Why is Building Control class registration becoming a Gateway 2 bottleneck? Building Control class registration is becoming a Gateway 2 bottleneck because the pool of professionals registered to act on Higher-Risk Buildings remains structurally smaller than market demand, and the Building Safety Regulator requires specific registered class qualifications before professionals can engage on HRB work. As more schemes reach Gateway 2 simultaneously, registered professional capacity is allocated, queued, or unavailable, delaying submissions before drawings are even complete.

Which Building Control classes are required for Higher-Risk Building work? Higher-Risk Building work requires Registered Building Inspectors operating at the appropriate class for the building type and complexity, with Class 3 and Class 4 registrations carrying the highest competency requirements and the smallest professional pools. Schemes attempting to engage Class 3 or 4 capacity in 2026 frequently encounter scheduling constraints that did not exist at the same volume in 2024.

What can developers do to mitigate Building Control capacity delays? Developers can mitigate capacity delays by securing Building Control engagement earlier in the design programme, confirming class registration scope at appointment, building float into Gateway 2 timelines to account for queueing, and ensuring submission packages are complete enough to avoid re-review cycles that re-enter the capacity queue.

The narrative around Gateway 2 delays has, for most of 2026, focused on the submission package itself — the completeness of the design, the maturity of the fire strategy, the discipline of the Golden Thread. That focus is misplaced. The real bottleneck has migrated upstream, and most developers are only discovering it when their submission stalls before review even begins.

____________

What to do:
A: According to the Gateway 2 text, which Building Control classes carry the highest competency requirements for Higher-Risk Building work?
B: Print the records verbatim, starting at the beginning of the records and ending at the line that contains "pixel 473 637", including both ends.

____________

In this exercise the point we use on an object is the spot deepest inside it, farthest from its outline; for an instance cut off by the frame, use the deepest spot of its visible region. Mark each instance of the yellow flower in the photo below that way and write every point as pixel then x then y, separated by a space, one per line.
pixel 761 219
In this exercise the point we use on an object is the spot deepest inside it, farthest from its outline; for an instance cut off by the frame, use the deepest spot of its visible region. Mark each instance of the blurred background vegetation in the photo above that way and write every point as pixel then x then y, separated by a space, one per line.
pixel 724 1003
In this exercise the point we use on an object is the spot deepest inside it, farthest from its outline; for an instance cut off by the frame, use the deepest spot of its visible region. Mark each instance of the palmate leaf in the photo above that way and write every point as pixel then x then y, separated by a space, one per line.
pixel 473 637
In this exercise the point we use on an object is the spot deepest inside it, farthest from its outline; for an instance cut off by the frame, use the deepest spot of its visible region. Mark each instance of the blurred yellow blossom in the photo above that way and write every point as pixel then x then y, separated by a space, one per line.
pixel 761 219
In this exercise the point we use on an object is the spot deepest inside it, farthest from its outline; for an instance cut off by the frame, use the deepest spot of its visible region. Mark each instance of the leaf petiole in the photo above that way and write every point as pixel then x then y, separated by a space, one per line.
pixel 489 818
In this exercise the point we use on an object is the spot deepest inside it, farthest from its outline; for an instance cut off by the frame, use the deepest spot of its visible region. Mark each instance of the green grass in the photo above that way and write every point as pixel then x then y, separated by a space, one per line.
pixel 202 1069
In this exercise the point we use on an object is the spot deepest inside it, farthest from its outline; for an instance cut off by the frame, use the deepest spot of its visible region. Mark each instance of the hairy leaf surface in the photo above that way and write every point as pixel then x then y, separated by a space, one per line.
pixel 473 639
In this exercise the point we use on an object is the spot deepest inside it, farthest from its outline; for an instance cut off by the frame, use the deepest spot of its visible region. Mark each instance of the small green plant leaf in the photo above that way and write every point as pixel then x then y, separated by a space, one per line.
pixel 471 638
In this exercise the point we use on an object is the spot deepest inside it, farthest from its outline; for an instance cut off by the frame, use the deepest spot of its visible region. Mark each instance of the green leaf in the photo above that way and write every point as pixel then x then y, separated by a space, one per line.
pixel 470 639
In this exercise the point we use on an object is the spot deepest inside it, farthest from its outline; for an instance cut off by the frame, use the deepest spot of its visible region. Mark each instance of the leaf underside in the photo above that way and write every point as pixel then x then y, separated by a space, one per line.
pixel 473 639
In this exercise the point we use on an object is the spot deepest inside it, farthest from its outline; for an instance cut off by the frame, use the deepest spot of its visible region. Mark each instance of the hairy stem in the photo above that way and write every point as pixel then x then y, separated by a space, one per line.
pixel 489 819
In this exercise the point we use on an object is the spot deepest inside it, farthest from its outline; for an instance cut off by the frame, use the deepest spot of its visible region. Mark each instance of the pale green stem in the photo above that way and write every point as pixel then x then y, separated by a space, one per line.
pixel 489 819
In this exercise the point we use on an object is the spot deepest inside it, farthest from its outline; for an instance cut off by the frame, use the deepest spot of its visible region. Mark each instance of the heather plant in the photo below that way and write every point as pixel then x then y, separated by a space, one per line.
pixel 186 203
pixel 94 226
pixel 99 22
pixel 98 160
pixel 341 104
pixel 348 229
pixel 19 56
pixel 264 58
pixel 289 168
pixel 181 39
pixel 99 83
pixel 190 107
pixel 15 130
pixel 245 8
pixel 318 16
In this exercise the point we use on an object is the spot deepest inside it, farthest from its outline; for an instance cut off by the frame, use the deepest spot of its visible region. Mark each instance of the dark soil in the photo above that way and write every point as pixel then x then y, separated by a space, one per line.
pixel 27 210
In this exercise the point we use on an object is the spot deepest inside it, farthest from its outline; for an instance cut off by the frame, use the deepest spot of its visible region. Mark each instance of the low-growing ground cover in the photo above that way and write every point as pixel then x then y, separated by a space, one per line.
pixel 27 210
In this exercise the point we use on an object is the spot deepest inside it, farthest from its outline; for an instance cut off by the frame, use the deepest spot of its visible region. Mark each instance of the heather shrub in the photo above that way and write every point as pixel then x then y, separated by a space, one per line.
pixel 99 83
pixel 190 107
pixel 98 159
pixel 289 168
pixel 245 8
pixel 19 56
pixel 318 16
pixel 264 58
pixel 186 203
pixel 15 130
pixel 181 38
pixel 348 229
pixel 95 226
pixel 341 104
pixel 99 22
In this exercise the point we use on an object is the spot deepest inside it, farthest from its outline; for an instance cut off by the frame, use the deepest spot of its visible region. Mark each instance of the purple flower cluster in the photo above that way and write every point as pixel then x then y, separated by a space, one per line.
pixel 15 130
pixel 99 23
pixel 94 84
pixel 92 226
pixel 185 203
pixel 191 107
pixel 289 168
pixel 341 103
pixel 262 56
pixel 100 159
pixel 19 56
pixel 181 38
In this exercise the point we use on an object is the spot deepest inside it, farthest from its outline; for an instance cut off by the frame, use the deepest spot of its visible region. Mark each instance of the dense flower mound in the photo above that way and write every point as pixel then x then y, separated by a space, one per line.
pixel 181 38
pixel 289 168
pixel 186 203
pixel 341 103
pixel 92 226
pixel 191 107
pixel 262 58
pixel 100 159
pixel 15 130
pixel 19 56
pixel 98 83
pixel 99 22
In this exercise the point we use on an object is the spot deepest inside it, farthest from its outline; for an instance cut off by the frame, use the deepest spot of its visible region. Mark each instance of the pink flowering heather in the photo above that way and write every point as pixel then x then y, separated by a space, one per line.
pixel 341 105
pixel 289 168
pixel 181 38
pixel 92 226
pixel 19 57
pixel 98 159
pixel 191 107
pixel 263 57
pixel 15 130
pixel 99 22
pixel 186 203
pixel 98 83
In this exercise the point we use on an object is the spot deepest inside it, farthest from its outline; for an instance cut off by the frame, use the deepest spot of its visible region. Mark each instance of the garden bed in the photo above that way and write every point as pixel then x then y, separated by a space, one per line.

____________

Solved problems:
A: Class 3 and Class 4 registrations.

B:
In this exercise the point we use on an object is the spot deepest inside it, farthest from its outline; for an instance cut off by the frame, use the deepest spot of its visible region. Mark each instance of the yellow flower in the photo below that way and write every point as pixel then x then y, separated by a space, one per line.
pixel 761 219
In this exercise the point we use on an object is the spot deepest inside it, farthest from its outline; for an instance cut off by the frame, use the deepest spot of its visible region. Mark each instance of the blurred background vegetation in the photo above that way and write every point as pixel then x then y, separated by a space, one per line.
pixel 724 1003
In this exercise the point we use on an object is the spot deepest inside it, farthest from its outline; for an instance cut off by the frame, use the deepest spot of its visible region. Mark each instance of the palmate leaf in the photo above that way and write every point as pixel then x then y, separated by a space, one per line.
pixel 473 637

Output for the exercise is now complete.